TCP-based endpoints are the simplest to configure. The Microsoft Azure load balancer will attempt a connection on the internal IP and local port for the load-balanced endpoint. If there is no acknowledgement (ACK) to the connection attempt after a configurable time-out period, the load balancer will stop sending traffic to the virtual machine on that endpoint. The health probe does continue to attempt a connection at a configurable interval, and if the virtual machine starts responding to the probe, the load balancer will start sending traffic to it again, as shown in Figure 4-3.

TCP health probe life cycle
Figure 4-3. TCP health probe life cycle

The simplest method of enabling a TCP-based heath probe is to specify the -DefaultProbe parameter on the load-balanced endpoint as it is being added. This will automatically create a TCP-based health probe to which the load balancer attempts to connect on the internal IP and local port.

◇ ◇ ◇ ◇ ◇ ◇ ◇

Can you retype the TCP health probe passage word for word, starting with "TCP-based endpoints are" and going on through "shown in Figure 4-3."? Draw only on the TCP health probe passage above.

◇ ◇ ◇ ◇ ◇ ◇ ◇

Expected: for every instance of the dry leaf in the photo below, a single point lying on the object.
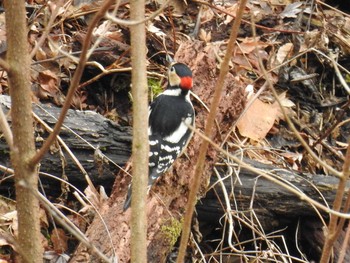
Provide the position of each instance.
(257, 121)
(59, 240)
(284, 52)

◇ ◇ ◇ ◇ ◇ ◇ ◇

* **RESULT**:
TCP-based endpoints are the simplest to configure. The Microsoft Azure load balancer will attempt a connection on the internal IP and local port for the load-balanced endpoint. If there is no acknowledgement (ACK) to the connection attempt after a configurable time-out period, the load balancer will stop sending traffic to the virtual machine on that endpoint. The health probe does continue to attempt a connection at a configurable interval, and if the virtual machine starts responding to the probe, the load balancer will start sending traffic to it again, as shown in Figure 4-3.